EXERCISE INSTRUCTIONS:
Reproduce each of the following lines verbatim, without altering, omitting, or adding anything.

EXERCISE DATA:
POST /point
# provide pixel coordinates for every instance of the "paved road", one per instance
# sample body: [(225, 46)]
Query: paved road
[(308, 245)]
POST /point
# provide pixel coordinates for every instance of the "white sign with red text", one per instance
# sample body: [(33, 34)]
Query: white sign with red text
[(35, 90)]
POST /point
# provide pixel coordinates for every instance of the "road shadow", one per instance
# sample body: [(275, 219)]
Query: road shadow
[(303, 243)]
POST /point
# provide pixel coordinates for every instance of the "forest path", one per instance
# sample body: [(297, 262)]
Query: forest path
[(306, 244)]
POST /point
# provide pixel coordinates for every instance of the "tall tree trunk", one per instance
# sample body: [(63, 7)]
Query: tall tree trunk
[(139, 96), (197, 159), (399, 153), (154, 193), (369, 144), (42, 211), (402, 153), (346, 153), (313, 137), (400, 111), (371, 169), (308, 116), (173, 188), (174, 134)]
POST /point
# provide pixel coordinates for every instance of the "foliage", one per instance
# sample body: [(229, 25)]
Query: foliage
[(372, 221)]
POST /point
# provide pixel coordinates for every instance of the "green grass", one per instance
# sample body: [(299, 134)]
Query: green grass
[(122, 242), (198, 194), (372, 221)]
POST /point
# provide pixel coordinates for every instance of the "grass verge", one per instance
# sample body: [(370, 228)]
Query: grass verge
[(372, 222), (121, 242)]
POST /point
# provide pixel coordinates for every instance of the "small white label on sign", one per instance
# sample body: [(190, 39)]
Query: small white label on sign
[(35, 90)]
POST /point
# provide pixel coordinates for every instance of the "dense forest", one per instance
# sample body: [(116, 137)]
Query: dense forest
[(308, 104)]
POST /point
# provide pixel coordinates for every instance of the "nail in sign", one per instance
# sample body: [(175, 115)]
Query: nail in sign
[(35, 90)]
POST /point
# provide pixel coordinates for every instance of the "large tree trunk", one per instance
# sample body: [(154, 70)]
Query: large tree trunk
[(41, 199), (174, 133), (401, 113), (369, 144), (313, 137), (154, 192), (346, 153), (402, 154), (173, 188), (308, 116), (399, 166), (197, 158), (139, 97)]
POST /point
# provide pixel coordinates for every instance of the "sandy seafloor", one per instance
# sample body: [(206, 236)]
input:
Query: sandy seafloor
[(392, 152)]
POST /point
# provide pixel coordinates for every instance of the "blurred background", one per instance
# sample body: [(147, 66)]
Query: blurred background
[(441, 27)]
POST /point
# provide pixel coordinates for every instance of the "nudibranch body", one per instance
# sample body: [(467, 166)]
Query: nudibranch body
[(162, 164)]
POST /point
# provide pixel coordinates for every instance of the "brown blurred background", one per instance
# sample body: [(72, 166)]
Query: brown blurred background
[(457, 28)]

RESULT FOR THIS EXERCISE:
POST /point
# provide pixel coordinates for every instance of the "paved road", one per instance
# sample body: [(225, 46)]
Query: paved road
[(308, 245)]
POST /point
# provide pixel coordinates for every instance of the "white sign with red text", one per instance
# sample body: [(33, 34)]
Query: white sign with red text
[(35, 90)]
POST /point
# provide pixel coordinates for every instance of the "road shadow", one per instance
# sample body: [(275, 219)]
Query: road shadow
[(303, 243)]
POST /point
# provide pixel coordinates for every instance of the "forest path", one per instance
# sample body: [(297, 262)]
Query: forest path
[(306, 244)]
POST /point
# provide pixel coordinates for every instance of the "tall tree trunk", one per instance
# sample body: [(63, 7)]
Query: tall tree trunk
[(139, 96), (197, 159), (399, 153), (154, 193), (369, 144), (42, 211), (402, 153), (346, 153), (313, 137), (400, 111), (371, 169), (308, 116), (173, 188), (174, 134)]
POST /point
# provide pixel coordinates for every instance of the "foliage", one per instance
# sample body: [(229, 25)]
Query: foliage
[(372, 221)]
POST /point
# provide pixel coordinates for every instance of the "green grass", one per instance
# sample body: [(299, 134)]
Query: green grass
[(122, 242), (198, 194), (372, 221)]
POST /point
# provide pixel coordinates for every instance of the "grass verge", one per instance
# sample body: [(370, 228)]
Query: grass verge
[(372, 222), (121, 242)]
POST /point
# provide pixel coordinates for every instance of the "small white label on sign", one per instance
# sample body: [(190, 39)]
Query: small white label on sign
[(35, 90)]
POST /point
# provide pixel coordinates for every instance of the "dense forest", one per instance
# sample body: [(116, 137)]
Query: dense forest
[(308, 104)]
POST /point
# provide pixel coordinates for every instance of the "nail in sign", one per instance
# sample body: [(175, 115)]
Query: nail in sign
[(35, 90)]
POST /point
# provide pixel coordinates for every instance of the "large tree trunk", one per instance
# sample body: [(154, 70)]
Query: large tree trunk
[(41, 199), (174, 133), (401, 113), (369, 144), (313, 137), (154, 192), (346, 153), (402, 154), (173, 188), (308, 116), (399, 166), (197, 158), (139, 97)]
POST /point
# provide pixel coordinates for every instance of the "sandy seafloor", one per instance
# sample body: [(206, 236)]
input:
Query: sandy seafloor
[(392, 152)]
POST /point
# provide pixel coordinates for every instance of the "blurred background", one per instance
# sample body: [(147, 66)]
Query: blurred background
[(441, 27)]
POST /point
# provide pixel coordinates for every instance of the "nudibranch body", one per instance
# sample body: [(467, 166)]
Query: nudibranch body
[(162, 164)]
POST /point
# provide pixel coordinates for every instance of the "brown blurred background", one per instance
# sample body: [(72, 166)]
Query: brown blurred background
[(457, 28)]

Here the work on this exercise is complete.